** START Document extract **
2Q15 AND CY15 FINANCIAL GUIDANCE

Energen’s estimated expenses, excluding San Juan Basin divestiture, are as follows:

Per BOE, except where noted2Q15CY15
LOE (production costs, marketing & transportation) $10.15- $10.95 $10.15-$10.95
Production & ad valorem taxes (% of revenues, excluding hedges) 8.8%
DD&A expense $24.60-$26.10 $23.50-$25.75
General & administrative expense, net* $6.04 $5.68
Exploration expense (seismic, delay rentals, etc.) $0.30-$0.40 $0.40-$0.55
Interest expense ($MM) $10.5-$11.5 $40.0-$50.0

* Excludes $0.33 per BOE in 2Q15 and $1.53 per BOE in CY15 for pension and pension settlement expenses.

2Q15 and ROY 2015 Hedges

For the remaining 9 months of 2015, approximately 55 percent of the company’s production guidance midpoint of 17.3 MMBOE is hedged. Hedges also are in place that limit the company’s exposure to the Midland to Cushing differential. Energen has hedged the WTS Midland to WTI Cushing (sour oil) differential for 1.6 million barrels of oil production at an average price of $4.30 per barrel and the WTI Midland to WTI Cushing (sweet oil) differential for 5.7 million barrels at an average price of $4.55 per barrel. Energen estimates that approximately 80 percent of its oil production for the remainder of the year will be sweet. Gas basis assumptions for all open contracts (May-December) are $0.22 per Mcf (basis actuals in April were approximately $0.22 per Mcf).

The company’s hedge position for the last nine months of 2015 is:

Commodity

Hedge Volumes

ROY15e Production

Midpoint

Hedge %

NYMEXe Price

Oil

6.2 MMBO

11.1 MMBO

56 %

$ 89.30 per barrel

Natural Gas

19.8 Bcf

19.8 Bcf

100 %

$ 4.38 per Mcf

Note: Known actuals included

In the table above, basin-specific contract prices for natural gas have been converted for comparability purposes to a NYMEX-equivalent price by adding to them Energen’s assumed basis differentials. Average realized oil and gas prices for Energen’s production associated with NYMEX contracts as well as for unhedged production will reflect the impact of basis differentials; average realized oil prices also will reflect estimated oil transportation charges of $2.41 per barrel for the remainder of 2015; and average realized NGL prices will be net of transportation and fractionation fees that are estimated to average $0.11 per gallon in the Permian Basin and $0.12-$0.17 per gallon in the San Juan Basin for the remainder of the year.

Energen’s assumptions for the commodity prices of unhedged production for the remainder of 2015 are $58.75 per barrel of oil (April-December), $2.70 per Mcf of gas (May-December), and $0.52 per gallon of NGL (April-December). Assumed prices for unhedged Midland to Cushing basis differentials for sweet and sour oil (April-December) are $0.73 and $0.32, respectively.
** END Document extract **
** START Listing **
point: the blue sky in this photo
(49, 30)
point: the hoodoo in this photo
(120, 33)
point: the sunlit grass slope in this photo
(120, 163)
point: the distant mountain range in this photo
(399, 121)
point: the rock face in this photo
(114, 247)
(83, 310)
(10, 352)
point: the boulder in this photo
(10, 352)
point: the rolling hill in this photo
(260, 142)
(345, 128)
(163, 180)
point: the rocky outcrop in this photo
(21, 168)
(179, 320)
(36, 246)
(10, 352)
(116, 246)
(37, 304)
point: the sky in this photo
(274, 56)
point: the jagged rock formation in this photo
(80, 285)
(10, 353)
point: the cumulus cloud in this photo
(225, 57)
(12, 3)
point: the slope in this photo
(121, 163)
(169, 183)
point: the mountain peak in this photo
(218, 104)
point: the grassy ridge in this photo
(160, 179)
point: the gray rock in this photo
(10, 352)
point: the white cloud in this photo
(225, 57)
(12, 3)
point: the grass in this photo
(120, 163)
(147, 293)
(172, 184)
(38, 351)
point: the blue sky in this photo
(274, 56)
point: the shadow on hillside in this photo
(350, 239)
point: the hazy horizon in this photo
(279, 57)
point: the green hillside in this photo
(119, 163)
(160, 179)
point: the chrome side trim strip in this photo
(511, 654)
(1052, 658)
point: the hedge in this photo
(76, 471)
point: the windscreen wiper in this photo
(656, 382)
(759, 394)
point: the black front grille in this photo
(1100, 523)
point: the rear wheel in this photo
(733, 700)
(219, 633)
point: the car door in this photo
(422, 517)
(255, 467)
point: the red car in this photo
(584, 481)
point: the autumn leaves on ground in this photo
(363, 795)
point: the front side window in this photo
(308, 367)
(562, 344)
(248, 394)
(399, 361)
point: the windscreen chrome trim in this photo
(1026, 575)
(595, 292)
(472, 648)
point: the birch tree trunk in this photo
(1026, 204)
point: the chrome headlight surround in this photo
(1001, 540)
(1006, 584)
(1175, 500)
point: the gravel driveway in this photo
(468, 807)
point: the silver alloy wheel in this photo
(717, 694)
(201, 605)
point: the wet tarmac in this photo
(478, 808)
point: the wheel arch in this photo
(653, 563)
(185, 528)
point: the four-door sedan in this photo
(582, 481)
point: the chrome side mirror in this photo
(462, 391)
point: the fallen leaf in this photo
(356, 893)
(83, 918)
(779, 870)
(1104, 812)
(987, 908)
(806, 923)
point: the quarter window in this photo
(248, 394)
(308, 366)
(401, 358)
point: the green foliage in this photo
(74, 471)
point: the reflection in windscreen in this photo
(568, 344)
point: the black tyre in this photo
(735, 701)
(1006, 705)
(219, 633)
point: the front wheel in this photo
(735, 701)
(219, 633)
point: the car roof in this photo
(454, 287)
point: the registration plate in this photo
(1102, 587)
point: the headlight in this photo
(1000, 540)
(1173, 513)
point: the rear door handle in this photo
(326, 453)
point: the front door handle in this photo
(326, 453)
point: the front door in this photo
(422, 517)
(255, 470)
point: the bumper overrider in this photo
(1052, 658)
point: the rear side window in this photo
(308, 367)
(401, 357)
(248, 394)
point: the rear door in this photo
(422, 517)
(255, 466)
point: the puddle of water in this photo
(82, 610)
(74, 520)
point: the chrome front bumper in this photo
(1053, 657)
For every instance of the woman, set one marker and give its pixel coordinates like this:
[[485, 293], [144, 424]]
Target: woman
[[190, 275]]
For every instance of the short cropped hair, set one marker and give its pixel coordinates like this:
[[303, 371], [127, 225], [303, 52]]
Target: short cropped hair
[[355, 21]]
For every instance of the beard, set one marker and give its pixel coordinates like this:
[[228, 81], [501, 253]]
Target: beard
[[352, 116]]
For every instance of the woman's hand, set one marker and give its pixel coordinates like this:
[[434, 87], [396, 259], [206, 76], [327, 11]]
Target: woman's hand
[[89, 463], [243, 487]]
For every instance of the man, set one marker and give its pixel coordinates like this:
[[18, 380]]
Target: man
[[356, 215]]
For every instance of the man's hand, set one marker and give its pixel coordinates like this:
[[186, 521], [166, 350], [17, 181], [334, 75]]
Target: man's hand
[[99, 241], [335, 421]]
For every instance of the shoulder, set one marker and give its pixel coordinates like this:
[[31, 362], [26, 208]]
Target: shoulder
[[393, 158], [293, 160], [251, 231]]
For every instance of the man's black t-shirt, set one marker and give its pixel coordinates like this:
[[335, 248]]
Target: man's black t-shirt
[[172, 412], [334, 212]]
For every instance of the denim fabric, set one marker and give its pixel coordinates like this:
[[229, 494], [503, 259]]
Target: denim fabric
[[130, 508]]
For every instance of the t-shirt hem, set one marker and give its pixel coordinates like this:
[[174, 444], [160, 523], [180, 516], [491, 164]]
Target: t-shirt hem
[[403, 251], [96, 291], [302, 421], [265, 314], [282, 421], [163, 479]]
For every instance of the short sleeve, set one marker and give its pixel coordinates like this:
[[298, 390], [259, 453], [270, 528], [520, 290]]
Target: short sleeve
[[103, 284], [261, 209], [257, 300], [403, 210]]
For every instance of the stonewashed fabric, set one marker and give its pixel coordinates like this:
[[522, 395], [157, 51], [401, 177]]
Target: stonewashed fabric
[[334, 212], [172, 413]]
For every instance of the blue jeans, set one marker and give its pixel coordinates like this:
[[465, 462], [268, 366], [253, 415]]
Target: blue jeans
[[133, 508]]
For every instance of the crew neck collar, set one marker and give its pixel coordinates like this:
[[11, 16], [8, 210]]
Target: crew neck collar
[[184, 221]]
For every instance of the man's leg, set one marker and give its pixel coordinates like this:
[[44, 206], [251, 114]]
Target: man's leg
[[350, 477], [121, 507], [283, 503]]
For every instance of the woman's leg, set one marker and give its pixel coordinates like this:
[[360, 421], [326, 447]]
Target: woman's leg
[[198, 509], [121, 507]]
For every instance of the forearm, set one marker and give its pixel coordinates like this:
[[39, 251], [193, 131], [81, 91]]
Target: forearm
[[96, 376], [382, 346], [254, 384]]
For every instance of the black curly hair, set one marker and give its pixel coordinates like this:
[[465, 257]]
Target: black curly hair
** END Listing **
Problem: According to the financial guidance, about what share of Energen's oil production for the rest of the year is expected to be sweet? The records have nothing to do with this.

Result below: About 80 percent.